#### STATED EXERCISE A
Transcribe the part of the review of "Safe" that begins with the words containing "Action as Usual: The" and ends with "a cereal box.".
#### STATED EXERCISE B
Pick up the review of "Safe" after its final sentence and keep writing it.

___ PASSAGE GIVEN ___

Action as Usual: The Cinema of Statham Rolls On

City Pulse | April 24, 2012
As far as Jason Statham action movies go, writer-director Boaz Yakin’s Manhattan-set effort rolls with the best of them. It might not be the most interesting formula, but “Safe” does have the desired effect of raising the heart rate of its audience — even if every villain seems to have fallen out of a cereal box.

Statham’s two-note acting range has matured, if only ever so slightly. He almost manages to express a hint of emotion when its called for. The ageless British actor plays Luke Wright, an ex-cop and mixed martial arts cage fighter at the end of his rope. His pregnant wife’s murder at the hands of Russian mobsters leaves Luke contemplating a suicide that would bring immense pleasure to his numerous enemies on both sides of the law. Here’s where the movie picks up.

___ RECORD EXCERPTS ___

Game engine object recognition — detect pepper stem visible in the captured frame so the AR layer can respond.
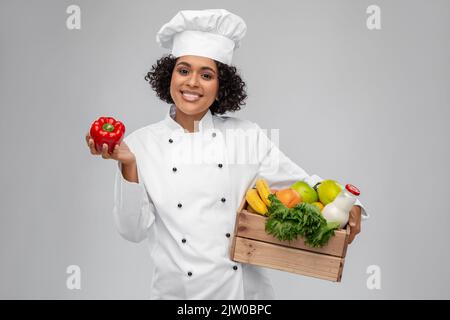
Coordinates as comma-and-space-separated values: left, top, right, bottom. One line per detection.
102, 123, 114, 132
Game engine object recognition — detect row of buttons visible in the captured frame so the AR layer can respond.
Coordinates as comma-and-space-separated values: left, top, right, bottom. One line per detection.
169, 132, 217, 143
181, 233, 231, 243
188, 266, 237, 277
178, 198, 227, 208
172, 163, 223, 172
169, 132, 234, 277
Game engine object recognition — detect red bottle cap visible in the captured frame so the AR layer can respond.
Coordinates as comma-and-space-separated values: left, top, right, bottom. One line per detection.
345, 184, 360, 196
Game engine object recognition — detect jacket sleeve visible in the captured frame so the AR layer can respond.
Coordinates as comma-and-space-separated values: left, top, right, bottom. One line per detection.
113, 158, 156, 243
255, 124, 369, 219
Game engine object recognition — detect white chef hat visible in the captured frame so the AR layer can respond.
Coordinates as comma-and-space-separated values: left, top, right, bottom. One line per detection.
156, 9, 247, 64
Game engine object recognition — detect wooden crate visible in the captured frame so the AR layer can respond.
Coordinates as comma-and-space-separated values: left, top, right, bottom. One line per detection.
230, 194, 350, 282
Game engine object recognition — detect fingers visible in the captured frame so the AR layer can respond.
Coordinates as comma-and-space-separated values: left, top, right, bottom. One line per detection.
348, 207, 361, 244
102, 143, 111, 159
348, 231, 356, 244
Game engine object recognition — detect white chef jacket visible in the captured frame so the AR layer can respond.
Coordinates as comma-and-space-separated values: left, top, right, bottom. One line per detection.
113, 105, 368, 299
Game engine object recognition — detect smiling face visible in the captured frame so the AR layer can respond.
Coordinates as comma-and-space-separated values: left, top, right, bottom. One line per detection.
170, 56, 219, 115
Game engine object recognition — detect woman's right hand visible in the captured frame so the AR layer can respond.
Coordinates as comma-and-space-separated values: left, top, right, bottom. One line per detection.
86, 133, 136, 165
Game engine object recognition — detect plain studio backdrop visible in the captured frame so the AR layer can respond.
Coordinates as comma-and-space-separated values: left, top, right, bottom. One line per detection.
0, 0, 450, 299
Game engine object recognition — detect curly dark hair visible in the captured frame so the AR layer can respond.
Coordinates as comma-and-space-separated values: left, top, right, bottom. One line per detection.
144, 54, 247, 114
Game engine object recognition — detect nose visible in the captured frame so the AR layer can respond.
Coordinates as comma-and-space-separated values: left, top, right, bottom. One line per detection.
187, 72, 198, 87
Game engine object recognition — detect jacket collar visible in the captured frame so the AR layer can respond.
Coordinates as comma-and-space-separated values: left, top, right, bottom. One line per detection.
164, 104, 214, 133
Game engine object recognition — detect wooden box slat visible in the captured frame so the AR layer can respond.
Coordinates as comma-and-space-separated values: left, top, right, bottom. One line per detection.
236, 209, 347, 257
230, 191, 350, 282
234, 237, 344, 281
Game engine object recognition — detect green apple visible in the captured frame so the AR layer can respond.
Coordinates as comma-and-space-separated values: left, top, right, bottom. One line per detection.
317, 180, 342, 206
291, 181, 318, 203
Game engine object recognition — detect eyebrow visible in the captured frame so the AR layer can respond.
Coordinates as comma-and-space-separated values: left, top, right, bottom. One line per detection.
176, 61, 216, 73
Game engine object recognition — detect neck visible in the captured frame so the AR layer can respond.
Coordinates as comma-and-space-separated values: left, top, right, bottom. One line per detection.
175, 108, 209, 132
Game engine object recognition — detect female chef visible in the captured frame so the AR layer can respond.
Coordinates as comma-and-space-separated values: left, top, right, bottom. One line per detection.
86, 9, 366, 299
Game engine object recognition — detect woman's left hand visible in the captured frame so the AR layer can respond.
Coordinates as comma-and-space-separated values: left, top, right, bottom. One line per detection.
348, 206, 361, 244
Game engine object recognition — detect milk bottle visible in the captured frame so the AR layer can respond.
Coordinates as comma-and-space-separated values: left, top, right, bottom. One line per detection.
322, 184, 360, 229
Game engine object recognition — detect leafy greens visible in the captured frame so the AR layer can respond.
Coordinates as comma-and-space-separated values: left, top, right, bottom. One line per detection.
266, 194, 339, 247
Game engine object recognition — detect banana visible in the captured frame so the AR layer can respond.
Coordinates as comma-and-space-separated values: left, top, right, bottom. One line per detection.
245, 189, 268, 215
256, 179, 270, 206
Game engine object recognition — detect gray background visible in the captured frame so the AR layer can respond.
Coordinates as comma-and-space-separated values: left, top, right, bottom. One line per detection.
0, 0, 450, 299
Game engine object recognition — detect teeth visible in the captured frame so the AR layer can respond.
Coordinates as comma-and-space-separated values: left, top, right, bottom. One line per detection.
182, 92, 200, 101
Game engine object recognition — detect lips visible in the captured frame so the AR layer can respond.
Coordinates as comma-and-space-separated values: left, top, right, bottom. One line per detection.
181, 91, 202, 102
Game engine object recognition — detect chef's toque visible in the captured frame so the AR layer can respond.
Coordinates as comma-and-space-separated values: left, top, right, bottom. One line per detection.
156, 9, 247, 64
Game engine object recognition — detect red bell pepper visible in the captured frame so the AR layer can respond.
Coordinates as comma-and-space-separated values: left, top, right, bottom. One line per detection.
90, 117, 125, 153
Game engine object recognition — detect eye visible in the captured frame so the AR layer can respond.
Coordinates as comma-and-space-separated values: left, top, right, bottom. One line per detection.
178, 68, 189, 75
202, 73, 212, 80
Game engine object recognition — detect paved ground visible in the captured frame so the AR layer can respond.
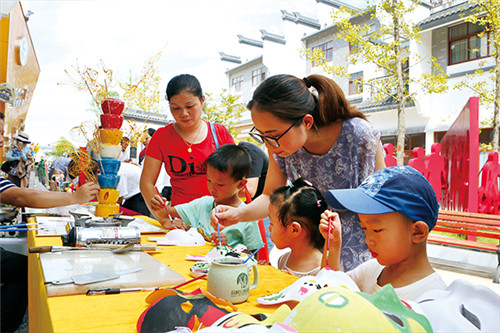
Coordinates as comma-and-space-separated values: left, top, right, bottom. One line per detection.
436, 268, 500, 295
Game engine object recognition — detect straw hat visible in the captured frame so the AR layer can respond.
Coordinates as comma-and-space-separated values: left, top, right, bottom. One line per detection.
12, 132, 31, 143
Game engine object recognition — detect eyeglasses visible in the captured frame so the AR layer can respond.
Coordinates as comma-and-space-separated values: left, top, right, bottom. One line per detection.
248, 117, 303, 148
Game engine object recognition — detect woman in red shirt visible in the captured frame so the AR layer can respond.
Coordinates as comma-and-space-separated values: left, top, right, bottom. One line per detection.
141, 74, 234, 228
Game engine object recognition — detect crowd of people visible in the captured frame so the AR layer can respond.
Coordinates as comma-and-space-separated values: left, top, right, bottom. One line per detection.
1, 74, 464, 332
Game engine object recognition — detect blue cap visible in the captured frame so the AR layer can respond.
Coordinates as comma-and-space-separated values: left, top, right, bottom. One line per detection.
326, 166, 439, 230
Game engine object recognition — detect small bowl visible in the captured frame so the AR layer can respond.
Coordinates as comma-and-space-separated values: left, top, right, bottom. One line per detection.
97, 174, 120, 189
100, 143, 122, 160
97, 158, 122, 175
95, 204, 120, 217
97, 188, 120, 204
101, 113, 123, 129
99, 128, 123, 145
101, 97, 125, 116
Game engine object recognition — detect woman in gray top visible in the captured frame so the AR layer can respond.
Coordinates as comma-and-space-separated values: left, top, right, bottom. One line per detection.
212, 74, 385, 271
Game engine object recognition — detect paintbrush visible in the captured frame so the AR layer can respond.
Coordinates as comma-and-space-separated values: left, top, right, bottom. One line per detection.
0, 223, 38, 229
214, 200, 222, 246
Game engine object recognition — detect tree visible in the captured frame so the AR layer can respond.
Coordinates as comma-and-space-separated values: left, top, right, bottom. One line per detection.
306, 0, 447, 165
203, 89, 246, 136
47, 136, 75, 156
120, 52, 166, 113
454, 0, 500, 151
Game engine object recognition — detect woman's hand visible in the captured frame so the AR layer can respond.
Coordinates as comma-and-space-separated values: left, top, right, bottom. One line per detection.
151, 194, 167, 211
157, 214, 188, 230
319, 210, 342, 247
210, 205, 241, 230
319, 210, 342, 271
210, 232, 227, 245
73, 182, 99, 204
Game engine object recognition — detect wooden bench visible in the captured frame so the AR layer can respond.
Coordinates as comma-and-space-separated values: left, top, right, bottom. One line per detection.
427, 210, 500, 283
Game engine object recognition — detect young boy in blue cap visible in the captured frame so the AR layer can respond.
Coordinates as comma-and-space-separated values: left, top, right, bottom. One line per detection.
319, 166, 446, 300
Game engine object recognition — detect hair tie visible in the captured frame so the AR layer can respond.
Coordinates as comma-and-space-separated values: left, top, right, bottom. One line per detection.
302, 77, 312, 89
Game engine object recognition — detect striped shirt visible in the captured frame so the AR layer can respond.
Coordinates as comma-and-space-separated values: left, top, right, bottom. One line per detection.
0, 176, 16, 193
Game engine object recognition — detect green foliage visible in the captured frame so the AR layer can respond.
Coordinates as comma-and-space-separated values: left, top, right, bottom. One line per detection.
47, 136, 75, 157
202, 89, 246, 137
120, 52, 166, 113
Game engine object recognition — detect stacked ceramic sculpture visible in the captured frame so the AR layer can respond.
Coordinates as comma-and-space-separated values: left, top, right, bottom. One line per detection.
95, 98, 125, 217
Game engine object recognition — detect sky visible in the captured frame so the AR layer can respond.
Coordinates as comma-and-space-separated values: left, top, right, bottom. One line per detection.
21, 0, 360, 145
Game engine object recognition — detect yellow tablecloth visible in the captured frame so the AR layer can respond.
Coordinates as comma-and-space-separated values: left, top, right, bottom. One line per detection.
28, 216, 297, 333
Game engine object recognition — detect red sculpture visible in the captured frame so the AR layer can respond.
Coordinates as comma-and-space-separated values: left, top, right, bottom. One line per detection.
426, 143, 446, 202
478, 151, 500, 215
384, 143, 398, 167
408, 147, 427, 176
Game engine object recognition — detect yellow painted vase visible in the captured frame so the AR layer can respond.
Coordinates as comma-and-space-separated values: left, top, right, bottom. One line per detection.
99, 128, 123, 145
95, 204, 120, 217
97, 188, 120, 204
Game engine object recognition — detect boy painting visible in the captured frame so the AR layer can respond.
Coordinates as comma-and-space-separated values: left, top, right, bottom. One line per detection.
319, 166, 446, 300
152, 144, 263, 250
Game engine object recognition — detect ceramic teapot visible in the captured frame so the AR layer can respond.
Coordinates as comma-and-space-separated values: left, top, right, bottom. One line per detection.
207, 257, 259, 303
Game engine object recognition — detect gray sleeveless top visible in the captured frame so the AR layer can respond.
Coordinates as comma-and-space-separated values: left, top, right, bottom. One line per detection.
274, 118, 379, 272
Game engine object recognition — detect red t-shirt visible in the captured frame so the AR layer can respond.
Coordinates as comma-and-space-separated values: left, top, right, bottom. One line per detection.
146, 121, 234, 206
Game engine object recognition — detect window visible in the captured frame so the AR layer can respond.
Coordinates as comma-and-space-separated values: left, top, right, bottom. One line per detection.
231, 75, 243, 91
448, 22, 490, 65
349, 72, 363, 95
380, 133, 425, 165
349, 43, 359, 54
313, 41, 333, 67
252, 67, 266, 87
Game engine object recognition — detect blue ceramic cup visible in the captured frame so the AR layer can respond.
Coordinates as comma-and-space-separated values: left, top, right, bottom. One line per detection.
97, 158, 122, 175
97, 174, 120, 189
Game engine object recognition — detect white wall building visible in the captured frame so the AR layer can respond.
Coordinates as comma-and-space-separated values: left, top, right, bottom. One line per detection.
221, 0, 494, 159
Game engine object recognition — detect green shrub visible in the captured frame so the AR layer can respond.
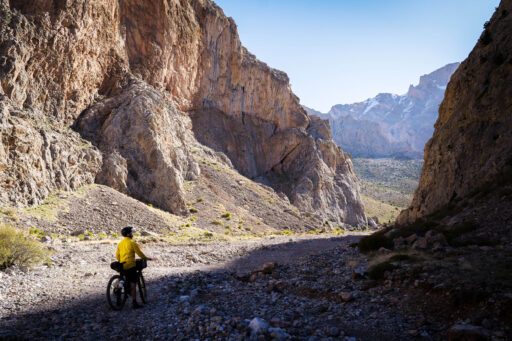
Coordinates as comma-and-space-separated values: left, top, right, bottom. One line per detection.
0, 225, 48, 269
368, 262, 397, 279
358, 231, 394, 253
221, 212, 232, 220
0, 207, 18, 221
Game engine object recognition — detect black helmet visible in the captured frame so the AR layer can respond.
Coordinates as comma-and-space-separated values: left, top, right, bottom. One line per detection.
121, 226, 133, 237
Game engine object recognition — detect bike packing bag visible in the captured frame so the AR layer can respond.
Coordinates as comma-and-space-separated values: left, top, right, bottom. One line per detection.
135, 259, 148, 270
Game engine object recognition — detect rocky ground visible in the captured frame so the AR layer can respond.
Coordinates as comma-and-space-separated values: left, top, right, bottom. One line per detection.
0, 231, 510, 340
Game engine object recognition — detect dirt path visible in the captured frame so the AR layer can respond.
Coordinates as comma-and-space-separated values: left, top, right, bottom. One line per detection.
0, 235, 359, 320
0, 235, 428, 341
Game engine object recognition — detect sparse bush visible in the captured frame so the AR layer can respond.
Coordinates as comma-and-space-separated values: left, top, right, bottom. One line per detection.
0, 225, 48, 269
368, 262, 396, 279
221, 212, 232, 220
0, 207, 18, 221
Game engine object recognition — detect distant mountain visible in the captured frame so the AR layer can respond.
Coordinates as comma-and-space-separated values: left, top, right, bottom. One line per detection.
304, 63, 459, 158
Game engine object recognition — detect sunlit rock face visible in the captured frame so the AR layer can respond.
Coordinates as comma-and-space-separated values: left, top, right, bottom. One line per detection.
398, 1, 512, 224
309, 63, 459, 158
0, 0, 367, 225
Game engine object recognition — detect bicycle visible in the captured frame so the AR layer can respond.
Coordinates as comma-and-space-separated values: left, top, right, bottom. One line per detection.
107, 259, 148, 310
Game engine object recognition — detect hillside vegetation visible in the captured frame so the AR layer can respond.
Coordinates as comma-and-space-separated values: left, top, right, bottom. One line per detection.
353, 158, 423, 223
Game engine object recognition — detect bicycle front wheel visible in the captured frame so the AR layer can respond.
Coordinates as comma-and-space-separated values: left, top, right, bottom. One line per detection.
137, 272, 148, 304
107, 275, 127, 310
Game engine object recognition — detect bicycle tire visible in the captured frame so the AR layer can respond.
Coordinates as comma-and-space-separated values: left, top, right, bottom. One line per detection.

___

#### EXERCISE RESULT A
Action as Usual: The Cinema of Statham Rolls On

City Pulse | April 24, 2012
As far as Jason Statham action movies go, writer-director Boaz Yakin’s Manhattan-set effort rolls with the best of them. It might not be the most interesting formula, but “Safe” does have the desired effect of raising the heart rate of its audience — even if every villain seems to have fallen out of a cereal box.

#### EXERCISE RESULT B
Borrowing a page from Luc Besson’s “The Professional,” a hyper-intelligent little girl leads Luke out of his depression. 12-year-old mathematics genius Mei (Catherine Chan) falls into the hands of a Chinese mob busy trying to improve profits from its illegal gambling houses and protected restaurants. The New York-based gangsters exploit Mei’s knack for memorizing numbers. She keeps in her memory an enormous string of digits that Luke recognizes as a code after rescuing her from a slew of bad guys. Local Russian mobsters and a group of corrupt New York cops are after Mei, who represents a kind of double MacGuffin that eventually gets misplaced in the shuffle of the film’s obsessive reflex for violence.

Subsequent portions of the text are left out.